§ Extract provided:
# # #

Transcriptome sequencing revealed the influence of blue light on the expression levels of light-stress response genes in Centella asiatica

PLoS One. 2021 Nov 29;16(11):e0260468. doi: 10.1371/journal.pone.0260468. eCollection 2021.

Abstract

Centella asiatica is rich in medical and cosmetic properties. While physiological responses of C. asiatica to light have been widely reported, the knowledge of the effects of light on its gene expression is sparse. In this study, we used RNA sequencing (RNA-seq) to investigate the expression of the C. asiatica genes in response to monochromatic red and blue light. Most of the differentially expressed genes (DEGs) under blue light were up-regulated but those under red light were down-regulated. The DEGs encoded for CRY-DASH and UVR3 were among up-regulated genes that play significant roles in responses under blue light. The DEGs involved in the response to photosystem II photodamages and in the biosynthesis of photoprotective xanthophylls were also up-regulated. The expression of flavonoid biosynthetic DEGs under blue light was up-regulated but that under red light was down-regulated. Correspondingly, total flavonoid content under blue light was higher than that under red light. The ABI5, MYB4, and HYH transcription factors appeared as hub nodes in the protein-protein interaction network of the DEGs under blue light while ERF38 was a hub node among the DEGs under red light. In summary, stress-responsive genes were predominantly up-regulated under blue light to respond to stresses that could be induced under high energy light. The information obtained from this study can be useful to better understand the responses of C. asiatica to different light qualities.

Publication types

  • Research Support, Non-U.S. Gov't

MeSH terms

  • Centella / genetics*
  • Centella / radiation effects
  • Gene Expression Regulation, Plant / radiation effects*
  • Genes, Plant / radiation effects
  • Light
  • Stress, Physiological / radiation effects
  • Transcriptome / radiation effects*

Grant support

This study was funded by the Innovation for Sustainable Agriculture (ISA) Program (grant number: P-19-51263), National Science and Technology Development Agency, Thailand. The funders had no role in study design, data collection and analysis, decision to publish, or preparation of the manuscript.

# # #

§ Task objective:
Copy the Centella asiatica text from "This study was" up to and including "of the manuscript.", swapping "funders" for "sponsors".

Items from a dataset
# # #

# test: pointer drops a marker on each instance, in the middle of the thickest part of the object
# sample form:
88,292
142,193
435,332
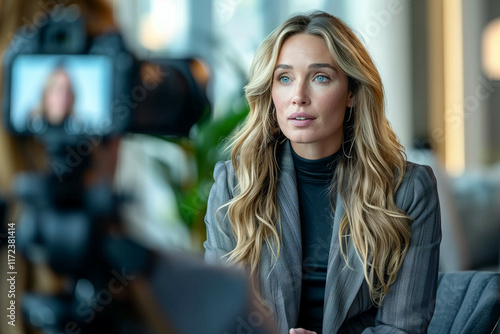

# # #

§ Output below:
This study was funded by the Innovation for Sustainable Agriculture (ISA) Program (grant number: P-19-51263), National Science and Technology Development Agency, Thailand. The sponsors had no role in study design, data collection and analysis, decision to publish, or preparation of the manuscript.